EXERCISE GOAL:
Exactly the lines from the one with "just looking for the diner sign" to the end of the entries should appear in your answer, retyped word for word.

(Stored data entries)
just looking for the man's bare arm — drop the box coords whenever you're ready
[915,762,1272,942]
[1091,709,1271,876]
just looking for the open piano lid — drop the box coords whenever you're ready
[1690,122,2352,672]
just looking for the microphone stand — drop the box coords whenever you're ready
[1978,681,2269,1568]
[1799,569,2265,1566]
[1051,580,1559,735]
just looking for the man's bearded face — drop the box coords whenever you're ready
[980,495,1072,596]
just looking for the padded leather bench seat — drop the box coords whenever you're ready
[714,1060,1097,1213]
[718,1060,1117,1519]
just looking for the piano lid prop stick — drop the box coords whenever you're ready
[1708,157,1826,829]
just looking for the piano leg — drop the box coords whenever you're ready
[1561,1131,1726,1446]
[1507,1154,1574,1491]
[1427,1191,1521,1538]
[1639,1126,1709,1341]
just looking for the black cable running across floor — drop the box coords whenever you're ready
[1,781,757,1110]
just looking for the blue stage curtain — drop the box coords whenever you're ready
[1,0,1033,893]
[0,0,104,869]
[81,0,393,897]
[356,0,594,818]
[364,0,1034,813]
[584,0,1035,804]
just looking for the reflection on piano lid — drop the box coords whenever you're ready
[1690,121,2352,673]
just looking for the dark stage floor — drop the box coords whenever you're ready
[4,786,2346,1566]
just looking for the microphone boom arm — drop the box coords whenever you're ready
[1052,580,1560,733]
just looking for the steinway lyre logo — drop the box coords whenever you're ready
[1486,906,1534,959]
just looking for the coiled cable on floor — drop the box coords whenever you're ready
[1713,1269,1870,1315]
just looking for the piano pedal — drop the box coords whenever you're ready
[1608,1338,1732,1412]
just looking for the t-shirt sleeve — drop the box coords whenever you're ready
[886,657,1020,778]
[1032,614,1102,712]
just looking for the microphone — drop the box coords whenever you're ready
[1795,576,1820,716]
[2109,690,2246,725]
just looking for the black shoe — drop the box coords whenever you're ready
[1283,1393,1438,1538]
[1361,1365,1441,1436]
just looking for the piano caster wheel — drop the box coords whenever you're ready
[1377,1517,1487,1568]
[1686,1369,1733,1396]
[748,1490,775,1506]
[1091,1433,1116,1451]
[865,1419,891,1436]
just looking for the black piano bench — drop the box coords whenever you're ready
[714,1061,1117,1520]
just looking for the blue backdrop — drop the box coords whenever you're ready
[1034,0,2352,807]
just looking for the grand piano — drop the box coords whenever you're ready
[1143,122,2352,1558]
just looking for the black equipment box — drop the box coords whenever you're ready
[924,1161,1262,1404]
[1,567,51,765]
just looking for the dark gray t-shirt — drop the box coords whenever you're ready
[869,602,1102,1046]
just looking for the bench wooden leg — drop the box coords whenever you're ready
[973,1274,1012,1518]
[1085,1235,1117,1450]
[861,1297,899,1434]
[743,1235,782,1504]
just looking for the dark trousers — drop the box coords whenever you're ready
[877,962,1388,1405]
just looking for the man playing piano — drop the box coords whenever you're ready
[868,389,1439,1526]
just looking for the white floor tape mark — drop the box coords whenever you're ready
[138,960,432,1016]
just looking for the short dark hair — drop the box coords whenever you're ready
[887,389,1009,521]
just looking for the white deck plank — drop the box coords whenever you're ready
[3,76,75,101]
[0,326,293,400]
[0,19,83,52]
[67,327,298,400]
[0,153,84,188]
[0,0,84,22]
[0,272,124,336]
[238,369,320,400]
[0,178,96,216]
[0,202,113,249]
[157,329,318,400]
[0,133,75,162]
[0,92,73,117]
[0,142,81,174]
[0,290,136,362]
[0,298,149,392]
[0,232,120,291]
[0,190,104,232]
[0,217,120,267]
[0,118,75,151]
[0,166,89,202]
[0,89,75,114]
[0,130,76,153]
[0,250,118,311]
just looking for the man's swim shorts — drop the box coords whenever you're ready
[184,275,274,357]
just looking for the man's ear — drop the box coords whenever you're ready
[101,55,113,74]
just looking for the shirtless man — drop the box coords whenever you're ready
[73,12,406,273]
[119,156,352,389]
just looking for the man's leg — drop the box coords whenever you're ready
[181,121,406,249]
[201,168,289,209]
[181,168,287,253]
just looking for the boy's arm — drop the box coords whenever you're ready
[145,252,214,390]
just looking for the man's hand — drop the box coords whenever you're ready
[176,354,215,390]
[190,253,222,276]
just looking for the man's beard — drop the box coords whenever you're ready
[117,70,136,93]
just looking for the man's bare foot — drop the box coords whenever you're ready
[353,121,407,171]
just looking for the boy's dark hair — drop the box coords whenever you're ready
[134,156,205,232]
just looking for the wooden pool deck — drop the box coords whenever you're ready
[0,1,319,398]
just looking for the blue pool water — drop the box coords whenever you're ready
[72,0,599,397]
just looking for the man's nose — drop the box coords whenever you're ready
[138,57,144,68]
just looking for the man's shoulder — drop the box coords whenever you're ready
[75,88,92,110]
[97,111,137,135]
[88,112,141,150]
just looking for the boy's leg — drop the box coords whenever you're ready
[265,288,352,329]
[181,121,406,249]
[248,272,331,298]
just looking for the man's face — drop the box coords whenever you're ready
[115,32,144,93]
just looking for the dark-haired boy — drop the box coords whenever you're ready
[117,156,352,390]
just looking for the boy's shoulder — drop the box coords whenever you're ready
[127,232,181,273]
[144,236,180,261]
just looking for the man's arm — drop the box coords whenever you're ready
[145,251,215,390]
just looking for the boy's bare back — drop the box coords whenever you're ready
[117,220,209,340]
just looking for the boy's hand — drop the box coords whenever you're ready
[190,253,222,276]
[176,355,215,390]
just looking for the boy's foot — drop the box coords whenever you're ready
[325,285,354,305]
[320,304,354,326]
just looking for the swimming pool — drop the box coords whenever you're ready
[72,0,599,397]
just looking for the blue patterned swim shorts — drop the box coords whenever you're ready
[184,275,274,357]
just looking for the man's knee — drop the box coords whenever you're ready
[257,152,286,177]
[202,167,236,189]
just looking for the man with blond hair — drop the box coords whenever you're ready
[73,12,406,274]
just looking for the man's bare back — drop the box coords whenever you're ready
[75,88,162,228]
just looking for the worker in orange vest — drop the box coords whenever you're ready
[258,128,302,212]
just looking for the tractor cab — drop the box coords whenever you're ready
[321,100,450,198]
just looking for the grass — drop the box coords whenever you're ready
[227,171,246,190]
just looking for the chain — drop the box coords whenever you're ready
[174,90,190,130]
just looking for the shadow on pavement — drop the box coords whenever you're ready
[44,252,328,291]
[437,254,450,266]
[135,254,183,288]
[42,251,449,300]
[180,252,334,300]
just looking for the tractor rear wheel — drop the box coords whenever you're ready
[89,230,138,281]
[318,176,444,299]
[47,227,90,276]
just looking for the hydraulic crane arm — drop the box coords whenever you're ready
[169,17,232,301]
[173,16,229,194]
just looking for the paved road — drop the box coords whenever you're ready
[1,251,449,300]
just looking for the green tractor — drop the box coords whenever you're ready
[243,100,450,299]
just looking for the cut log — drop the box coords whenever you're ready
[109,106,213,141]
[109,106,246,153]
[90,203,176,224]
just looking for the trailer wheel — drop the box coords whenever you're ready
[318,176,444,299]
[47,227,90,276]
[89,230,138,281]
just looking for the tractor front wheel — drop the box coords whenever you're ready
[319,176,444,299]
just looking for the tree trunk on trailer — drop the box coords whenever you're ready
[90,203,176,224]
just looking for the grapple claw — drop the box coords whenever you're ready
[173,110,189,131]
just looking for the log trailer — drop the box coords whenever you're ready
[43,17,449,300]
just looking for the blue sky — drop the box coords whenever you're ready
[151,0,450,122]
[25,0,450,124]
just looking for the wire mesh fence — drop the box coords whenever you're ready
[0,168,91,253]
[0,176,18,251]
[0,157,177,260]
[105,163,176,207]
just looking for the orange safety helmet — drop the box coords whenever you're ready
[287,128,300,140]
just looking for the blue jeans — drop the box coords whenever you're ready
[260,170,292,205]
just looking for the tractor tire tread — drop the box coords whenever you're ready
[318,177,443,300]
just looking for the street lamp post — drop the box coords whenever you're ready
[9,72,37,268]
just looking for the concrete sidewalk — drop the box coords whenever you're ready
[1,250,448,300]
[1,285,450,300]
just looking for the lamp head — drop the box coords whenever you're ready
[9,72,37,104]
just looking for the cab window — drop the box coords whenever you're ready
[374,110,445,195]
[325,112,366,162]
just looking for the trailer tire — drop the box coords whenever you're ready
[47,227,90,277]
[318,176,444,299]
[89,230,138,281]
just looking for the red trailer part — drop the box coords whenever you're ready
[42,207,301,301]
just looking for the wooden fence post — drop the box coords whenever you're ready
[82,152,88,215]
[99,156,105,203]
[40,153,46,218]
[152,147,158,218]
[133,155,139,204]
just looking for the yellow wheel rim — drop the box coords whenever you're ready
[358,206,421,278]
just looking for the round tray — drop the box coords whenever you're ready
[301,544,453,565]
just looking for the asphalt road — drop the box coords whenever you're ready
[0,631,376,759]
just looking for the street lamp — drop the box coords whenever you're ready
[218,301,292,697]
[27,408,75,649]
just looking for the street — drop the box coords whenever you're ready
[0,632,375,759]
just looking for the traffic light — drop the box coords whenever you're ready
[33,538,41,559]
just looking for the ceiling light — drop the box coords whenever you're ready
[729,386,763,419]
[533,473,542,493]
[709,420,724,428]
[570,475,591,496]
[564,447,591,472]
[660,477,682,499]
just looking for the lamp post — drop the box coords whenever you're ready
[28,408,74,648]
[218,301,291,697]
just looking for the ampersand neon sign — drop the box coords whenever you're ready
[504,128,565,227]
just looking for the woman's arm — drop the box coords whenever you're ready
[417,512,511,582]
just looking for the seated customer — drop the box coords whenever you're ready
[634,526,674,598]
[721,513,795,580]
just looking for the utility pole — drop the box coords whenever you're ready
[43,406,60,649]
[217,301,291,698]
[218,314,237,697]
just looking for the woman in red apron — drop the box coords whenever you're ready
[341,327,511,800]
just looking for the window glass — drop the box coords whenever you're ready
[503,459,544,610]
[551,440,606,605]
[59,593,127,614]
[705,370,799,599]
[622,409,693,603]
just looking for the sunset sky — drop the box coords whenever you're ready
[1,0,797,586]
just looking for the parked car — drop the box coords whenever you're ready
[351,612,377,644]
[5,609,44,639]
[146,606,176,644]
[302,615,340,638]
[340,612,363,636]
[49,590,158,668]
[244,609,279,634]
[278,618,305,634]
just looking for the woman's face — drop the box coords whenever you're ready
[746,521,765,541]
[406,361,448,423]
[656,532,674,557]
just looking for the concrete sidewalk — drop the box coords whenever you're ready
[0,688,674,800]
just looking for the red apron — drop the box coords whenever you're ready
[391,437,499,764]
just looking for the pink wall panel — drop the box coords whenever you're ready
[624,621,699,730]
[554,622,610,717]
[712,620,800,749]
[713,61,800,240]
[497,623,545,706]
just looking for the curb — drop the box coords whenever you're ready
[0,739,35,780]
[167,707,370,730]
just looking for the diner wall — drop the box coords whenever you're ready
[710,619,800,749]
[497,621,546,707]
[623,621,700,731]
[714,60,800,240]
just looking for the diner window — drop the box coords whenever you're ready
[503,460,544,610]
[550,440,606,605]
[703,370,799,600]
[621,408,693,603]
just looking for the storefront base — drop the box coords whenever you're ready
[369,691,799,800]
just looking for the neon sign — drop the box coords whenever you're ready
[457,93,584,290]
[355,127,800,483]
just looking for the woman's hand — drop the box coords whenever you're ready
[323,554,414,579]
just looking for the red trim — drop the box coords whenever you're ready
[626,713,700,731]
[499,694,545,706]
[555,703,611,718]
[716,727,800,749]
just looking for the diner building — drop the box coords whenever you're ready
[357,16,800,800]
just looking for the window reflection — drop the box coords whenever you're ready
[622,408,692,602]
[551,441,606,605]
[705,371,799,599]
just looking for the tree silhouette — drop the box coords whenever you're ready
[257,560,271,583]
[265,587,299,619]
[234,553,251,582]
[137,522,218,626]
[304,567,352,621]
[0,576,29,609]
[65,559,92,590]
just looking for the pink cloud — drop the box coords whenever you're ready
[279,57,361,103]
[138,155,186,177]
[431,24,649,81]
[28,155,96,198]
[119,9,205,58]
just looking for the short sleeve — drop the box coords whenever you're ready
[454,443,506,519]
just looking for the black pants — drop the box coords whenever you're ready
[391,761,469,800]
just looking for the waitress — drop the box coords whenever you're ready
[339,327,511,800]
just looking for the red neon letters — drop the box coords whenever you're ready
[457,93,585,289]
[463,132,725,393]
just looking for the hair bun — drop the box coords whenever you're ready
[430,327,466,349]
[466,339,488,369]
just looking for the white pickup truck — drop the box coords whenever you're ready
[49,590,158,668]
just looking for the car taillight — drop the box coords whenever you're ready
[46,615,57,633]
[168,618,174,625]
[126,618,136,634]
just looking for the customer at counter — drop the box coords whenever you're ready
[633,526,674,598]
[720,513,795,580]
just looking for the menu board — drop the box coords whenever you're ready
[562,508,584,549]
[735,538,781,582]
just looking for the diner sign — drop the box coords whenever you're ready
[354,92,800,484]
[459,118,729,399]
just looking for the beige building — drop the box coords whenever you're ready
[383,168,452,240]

EXPECTED ANSWER:
just looking for the diner sign — drop the box coords whenever you're ready
[354,92,800,484]
[459,118,729,399]
just looking for the beige building — drop the box coords whenever you're ready
[383,168,452,240]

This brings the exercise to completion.